start
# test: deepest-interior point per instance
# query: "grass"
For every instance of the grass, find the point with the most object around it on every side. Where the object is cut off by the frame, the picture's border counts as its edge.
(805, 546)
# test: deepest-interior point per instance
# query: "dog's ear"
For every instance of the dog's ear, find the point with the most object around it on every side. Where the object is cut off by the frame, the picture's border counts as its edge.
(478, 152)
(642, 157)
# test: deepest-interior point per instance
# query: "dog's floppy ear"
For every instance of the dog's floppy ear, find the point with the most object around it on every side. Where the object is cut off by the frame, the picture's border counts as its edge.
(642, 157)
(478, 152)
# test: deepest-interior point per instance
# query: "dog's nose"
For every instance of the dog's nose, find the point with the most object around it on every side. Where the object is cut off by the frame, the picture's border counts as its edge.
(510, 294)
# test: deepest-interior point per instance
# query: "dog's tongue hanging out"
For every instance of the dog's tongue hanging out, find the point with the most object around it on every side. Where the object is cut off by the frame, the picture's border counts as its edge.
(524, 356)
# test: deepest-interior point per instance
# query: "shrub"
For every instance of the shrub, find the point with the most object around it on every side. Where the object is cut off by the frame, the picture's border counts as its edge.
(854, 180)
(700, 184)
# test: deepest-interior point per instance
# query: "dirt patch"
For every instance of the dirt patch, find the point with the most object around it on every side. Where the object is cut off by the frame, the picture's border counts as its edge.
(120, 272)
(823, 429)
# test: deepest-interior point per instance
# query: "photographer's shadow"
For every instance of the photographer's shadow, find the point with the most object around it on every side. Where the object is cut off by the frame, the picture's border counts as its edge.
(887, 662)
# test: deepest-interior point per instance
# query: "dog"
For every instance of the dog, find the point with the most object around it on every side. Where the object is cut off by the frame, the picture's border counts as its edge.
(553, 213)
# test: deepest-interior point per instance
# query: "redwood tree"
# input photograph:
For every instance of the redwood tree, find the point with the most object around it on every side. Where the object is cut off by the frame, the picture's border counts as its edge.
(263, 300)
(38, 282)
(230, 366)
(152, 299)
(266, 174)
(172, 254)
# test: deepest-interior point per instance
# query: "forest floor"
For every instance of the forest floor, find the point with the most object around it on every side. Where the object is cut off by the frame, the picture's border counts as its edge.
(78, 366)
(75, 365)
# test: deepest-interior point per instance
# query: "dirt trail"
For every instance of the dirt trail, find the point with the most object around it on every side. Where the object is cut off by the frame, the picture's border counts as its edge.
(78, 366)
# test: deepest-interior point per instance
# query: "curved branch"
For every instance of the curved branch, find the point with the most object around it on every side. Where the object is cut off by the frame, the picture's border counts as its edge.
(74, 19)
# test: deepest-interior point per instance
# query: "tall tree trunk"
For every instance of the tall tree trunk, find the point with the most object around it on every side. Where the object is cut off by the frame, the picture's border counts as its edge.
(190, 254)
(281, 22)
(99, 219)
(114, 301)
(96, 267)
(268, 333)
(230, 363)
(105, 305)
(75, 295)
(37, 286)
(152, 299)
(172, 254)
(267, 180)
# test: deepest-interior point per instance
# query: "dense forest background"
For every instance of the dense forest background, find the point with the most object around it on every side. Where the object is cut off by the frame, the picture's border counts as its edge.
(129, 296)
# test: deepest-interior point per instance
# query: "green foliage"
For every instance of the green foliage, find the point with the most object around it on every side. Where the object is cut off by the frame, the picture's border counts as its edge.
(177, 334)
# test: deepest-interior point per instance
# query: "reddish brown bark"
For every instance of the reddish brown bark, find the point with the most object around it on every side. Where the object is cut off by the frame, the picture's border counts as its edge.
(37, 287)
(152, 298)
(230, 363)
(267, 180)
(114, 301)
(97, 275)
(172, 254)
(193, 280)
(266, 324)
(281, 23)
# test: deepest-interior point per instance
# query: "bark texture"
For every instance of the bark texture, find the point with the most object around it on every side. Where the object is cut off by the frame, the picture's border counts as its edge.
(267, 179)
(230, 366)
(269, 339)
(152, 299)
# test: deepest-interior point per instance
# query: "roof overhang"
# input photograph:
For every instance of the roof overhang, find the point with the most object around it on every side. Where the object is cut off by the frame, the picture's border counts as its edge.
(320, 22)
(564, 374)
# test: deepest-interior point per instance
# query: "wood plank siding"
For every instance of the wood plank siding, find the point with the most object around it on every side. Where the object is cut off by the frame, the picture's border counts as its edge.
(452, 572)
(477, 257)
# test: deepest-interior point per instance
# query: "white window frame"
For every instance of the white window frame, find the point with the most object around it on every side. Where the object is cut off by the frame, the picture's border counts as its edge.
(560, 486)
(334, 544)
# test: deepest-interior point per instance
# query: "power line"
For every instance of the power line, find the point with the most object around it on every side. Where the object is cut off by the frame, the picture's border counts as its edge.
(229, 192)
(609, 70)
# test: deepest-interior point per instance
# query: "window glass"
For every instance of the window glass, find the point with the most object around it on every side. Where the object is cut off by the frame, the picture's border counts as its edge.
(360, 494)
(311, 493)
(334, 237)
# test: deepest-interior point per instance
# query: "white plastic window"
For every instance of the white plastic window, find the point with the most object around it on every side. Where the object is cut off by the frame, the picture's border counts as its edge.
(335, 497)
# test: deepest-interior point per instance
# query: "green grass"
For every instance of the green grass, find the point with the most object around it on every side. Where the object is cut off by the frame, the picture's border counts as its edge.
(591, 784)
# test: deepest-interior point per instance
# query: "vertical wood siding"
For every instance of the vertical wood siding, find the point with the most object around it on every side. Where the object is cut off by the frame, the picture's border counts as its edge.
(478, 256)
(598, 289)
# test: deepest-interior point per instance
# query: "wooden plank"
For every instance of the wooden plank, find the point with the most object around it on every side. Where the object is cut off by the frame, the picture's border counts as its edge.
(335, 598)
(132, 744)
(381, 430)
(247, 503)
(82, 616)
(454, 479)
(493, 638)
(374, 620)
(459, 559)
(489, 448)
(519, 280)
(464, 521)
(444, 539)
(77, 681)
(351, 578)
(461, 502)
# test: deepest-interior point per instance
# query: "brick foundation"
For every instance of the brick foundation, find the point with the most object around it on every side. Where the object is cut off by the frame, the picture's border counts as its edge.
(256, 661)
end
■ Aim
How many lines in the records above contain the string "dirt", with case counting? Reply with the number only.

■ Solution for this task
4